O QUE SE PEDE » Reescreva de forma mais breve o parágrafo do texto extraído que começa por «A actividade hospitalar tem estado», mantendo os seus factos principais.

TEXTO EXTRAÍDO »
Vimos reenviar o seguinte texto e solicitar que nos informem qual o horário actual de cada Serviço, em regime normal, até ao dia 15 de Outubro.
Desejamos que este documento seja uma plataforma de diálogo e nesse sentido estamos abertos à crítica e a às sugestões que houverem por bem.
Este texto deve ser divulgado por todas as Direcções de Serviço.
A actividade hospitalar tem estado centrada predominantemente nas urgências, em lugar da actividade clínica hospitalar regular e programada. Esta lógica afecta a boa prática clínica e não rentabiliza os investimentos vultosos nos equipamentos, parados grande parte da tarde. Assim se retardam as altas e não se tira partido da possibilidade de oferta ao exterior , de evidente rentabilização económica.
A cobertura de horário médico de manhã e tangencialmente de tarde ( inédita em toda a Europa há muitos anos ) com os Serviços de Urgência como tampão, foram resolvendo as complicações clínicas do período da tarde, mas com as consultas a funcionarem inevitavelmente por períodos insuficientes.
É necessário reflectir nas descontinuidades do trabalho diário nos Serviços, decorrentes não só do horário "matinal" mas também das folgas das urgências ( cirurgias em atraso, acompanhamento irregular dos doentes internados, consultas desmarcadas, diálogo com os familiares dos doentes durante as visitas dificultados...).

DADOS FORNECIDOS »
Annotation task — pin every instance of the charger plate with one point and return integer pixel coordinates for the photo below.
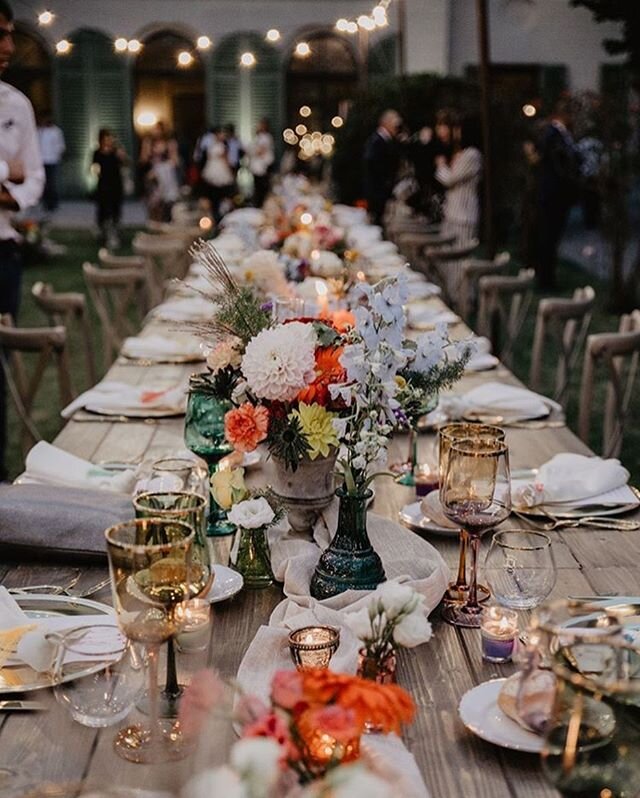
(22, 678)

...

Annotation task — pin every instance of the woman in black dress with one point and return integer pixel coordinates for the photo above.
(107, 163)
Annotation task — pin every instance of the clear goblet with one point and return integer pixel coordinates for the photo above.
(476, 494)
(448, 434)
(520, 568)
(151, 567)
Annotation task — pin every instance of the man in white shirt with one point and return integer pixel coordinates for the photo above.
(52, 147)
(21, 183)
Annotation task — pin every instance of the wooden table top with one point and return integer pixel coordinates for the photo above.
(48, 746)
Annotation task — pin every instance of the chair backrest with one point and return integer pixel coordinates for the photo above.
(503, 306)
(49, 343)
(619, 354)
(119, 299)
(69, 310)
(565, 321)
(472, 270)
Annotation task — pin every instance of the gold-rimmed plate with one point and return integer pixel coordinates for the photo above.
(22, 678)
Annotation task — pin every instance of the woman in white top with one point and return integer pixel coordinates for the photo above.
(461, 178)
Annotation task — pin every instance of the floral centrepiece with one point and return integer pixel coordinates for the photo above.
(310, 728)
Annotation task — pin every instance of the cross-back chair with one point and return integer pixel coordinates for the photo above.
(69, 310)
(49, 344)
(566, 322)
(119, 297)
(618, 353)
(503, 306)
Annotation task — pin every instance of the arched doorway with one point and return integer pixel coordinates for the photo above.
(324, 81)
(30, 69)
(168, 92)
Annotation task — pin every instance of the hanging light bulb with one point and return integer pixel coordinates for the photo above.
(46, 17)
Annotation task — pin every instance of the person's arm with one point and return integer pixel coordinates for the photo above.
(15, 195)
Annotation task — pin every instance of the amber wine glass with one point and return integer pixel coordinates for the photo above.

RESULTADO ESPERADO » A actividade hospitalar tem-se concentrado sobretudo nas urgências, em vez da actividade clínica regular e programada. Isto prejudica a boa prática clínica e desaproveita os grandes investimentos em equipamentos, parados grande parte da tarde. Em consequência, as altas atrasam-se e perde-se a possibilidade de oferta ao exterior, economicamente rentável.